** begin Task inputs **

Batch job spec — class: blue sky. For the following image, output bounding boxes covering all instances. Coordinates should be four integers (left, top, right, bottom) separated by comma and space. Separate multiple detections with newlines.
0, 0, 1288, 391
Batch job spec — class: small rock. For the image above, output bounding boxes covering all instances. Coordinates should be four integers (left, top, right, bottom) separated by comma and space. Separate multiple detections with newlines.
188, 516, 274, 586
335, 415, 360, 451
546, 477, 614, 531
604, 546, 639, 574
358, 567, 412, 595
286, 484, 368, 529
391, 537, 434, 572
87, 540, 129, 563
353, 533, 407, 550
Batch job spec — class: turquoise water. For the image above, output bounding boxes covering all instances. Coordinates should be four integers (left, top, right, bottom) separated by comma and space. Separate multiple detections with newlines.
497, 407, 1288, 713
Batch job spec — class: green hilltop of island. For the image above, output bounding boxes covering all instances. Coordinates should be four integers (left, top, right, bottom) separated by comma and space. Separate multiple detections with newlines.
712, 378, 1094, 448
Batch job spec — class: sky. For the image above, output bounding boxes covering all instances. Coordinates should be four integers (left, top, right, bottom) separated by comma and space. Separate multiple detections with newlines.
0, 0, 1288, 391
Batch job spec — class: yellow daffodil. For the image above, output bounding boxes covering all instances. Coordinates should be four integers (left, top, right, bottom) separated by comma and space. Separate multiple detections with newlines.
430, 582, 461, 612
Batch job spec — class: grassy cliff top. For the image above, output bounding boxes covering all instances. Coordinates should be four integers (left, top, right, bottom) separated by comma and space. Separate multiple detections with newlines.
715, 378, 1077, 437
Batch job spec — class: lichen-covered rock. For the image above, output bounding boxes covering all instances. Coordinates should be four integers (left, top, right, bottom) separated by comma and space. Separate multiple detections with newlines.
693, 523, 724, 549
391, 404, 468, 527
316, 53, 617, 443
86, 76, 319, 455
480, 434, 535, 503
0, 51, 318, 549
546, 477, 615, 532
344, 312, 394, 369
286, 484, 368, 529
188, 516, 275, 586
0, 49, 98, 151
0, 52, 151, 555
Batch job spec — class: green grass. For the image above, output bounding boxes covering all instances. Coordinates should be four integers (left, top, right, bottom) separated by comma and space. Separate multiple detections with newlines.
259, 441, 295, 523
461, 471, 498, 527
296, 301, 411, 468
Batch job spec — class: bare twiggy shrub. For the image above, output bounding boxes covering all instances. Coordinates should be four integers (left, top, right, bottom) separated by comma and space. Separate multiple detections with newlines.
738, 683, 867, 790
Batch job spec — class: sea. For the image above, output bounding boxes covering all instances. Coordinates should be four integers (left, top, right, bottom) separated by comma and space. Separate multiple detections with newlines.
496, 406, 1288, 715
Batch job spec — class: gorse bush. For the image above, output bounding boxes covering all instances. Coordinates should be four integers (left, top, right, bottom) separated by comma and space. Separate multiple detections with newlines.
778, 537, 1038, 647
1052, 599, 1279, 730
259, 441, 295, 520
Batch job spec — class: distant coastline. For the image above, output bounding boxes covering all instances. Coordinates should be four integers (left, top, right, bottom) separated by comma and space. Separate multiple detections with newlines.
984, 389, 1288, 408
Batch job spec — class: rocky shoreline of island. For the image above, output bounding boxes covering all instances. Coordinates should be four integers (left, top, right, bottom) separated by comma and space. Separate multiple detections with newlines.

** end Task inputs **

# Aim
Format every line of the listing above as a numbered list, omitting any blank lines.

# Solved problem
1. Batch job spec — class: blue sky. For the following image, output bounding boxes covering all instances. Coordinates should be four integers (left, top, right, bottom) separated by comma and space. Separate multiple detections with newlines.
2. 0, 0, 1288, 391
3. Batch job spec — class: small rock. For the image above, output bounding boxes covering all instances. Coordinates should be four integers (left, top, right, bottom) separated by comma and space. Separate multiple detections with newlines.
4. 188, 516, 274, 586
5. 335, 415, 360, 451
6. 546, 477, 614, 531
7. 604, 546, 639, 574
8. 358, 567, 412, 595
9. 286, 484, 368, 529
10. 391, 537, 434, 572
11. 87, 540, 129, 563
12. 353, 533, 407, 550
13. Batch job spec — class: turquoise water. For the image above, output bounding boxes covering all instances. Coordinates should be four integers (left, top, right, bottom) separated by comma and space. Separate multiple detections with newlines.
14. 497, 407, 1288, 713
15. Batch job spec — class: green hilltop of island. For the image above, output bounding boxes covering all instances. Coordinates should be four integers (left, top, right, bottom) separated by comma and space. Separate multiple detections with newlines.
16. 712, 378, 1094, 448
17. Batch job spec — class: sky. For the image above, output bounding boxes covering all instances. Coordinates should be four integers (left, top, right, bottom) separated by comma and space. Separate multiple detections with newlines.
18. 0, 0, 1288, 391
19. Batch job spec — class: yellow daffodil. For the image above, output bounding boxes covering all instances. Coordinates should be four integers (left, top, right, bottom) separated by comma and space. Separate multiple detections with newlines.
20. 430, 582, 461, 612
21. Batch job spec — class: grassy cliff top. For the image above, output bounding boxes covering all instances. Coordinates should be four integers (left, top, right, bottom) separated by comma and space. Separate multiple detections with newlines.
22. 715, 378, 1077, 437
23. Batch job spec — class: lichen-covered rock. For the image above, output bounding boxes covering all instances. Coordinates should be four integers (left, top, right, bottom) separated by comma and space. Separate multiple detections with newlines.
24. 693, 523, 724, 549
25. 391, 404, 468, 527
26. 316, 53, 617, 443
27. 86, 76, 319, 455
28. 480, 434, 535, 503
29. 0, 51, 318, 549
30. 546, 477, 615, 532
31. 344, 312, 394, 369
32. 286, 484, 368, 529
33. 188, 516, 275, 586
34. 0, 49, 98, 151
35. 0, 52, 151, 555
36. Batch job spec — class: green grass. For the image above, output bounding boxes covering all instances. Coordinates should be four integers (left, top, right, bottom) separated by comma and space. Separate multiple detections with newlines.
37. 259, 441, 295, 523
38. 461, 471, 498, 527
39. 296, 301, 411, 468
40. Batch job spec — class: bare twiggy shrub. For the image above, output bounding boxes covering all instances. Coordinates should be four integers (left, top, right, bottom) separated by comma and space. Separate multiple detections with newlines.
41. 738, 683, 867, 790
42. Batch job spec — class: sea. For the image above, output bounding boxes covering all instances. Coordinates should be four integers (left, top, right, bottom) separated by comma and space. Separate multiple detections with newlines.
43. 496, 406, 1288, 715
44. Batch job spec — class: gorse bush. For the image above, output bounding boxes covering all instances. Coordinates should be four integers (left, top, right, bottom) separated by comma and space. Separate multiple detections with newlines.
45. 778, 537, 1038, 647
46. 1052, 599, 1279, 730
47. 259, 441, 295, 520
48. Batch job spec — class: distant coastline. For the image above, output bounding boxes covering all instances. Coordinates should be four integers (left, top, right, bottom) separated by comma and space. Separate multiple detections with newlines.
49. 984, 389, 1288, 408
50. Batch job spec — class: rocky shoreline of island. For the image above, output bounding boxes covering all instances. Coordinates should be four integers (left, top, right, bottom) separated by comma and space. Separate multiple detections with newlines.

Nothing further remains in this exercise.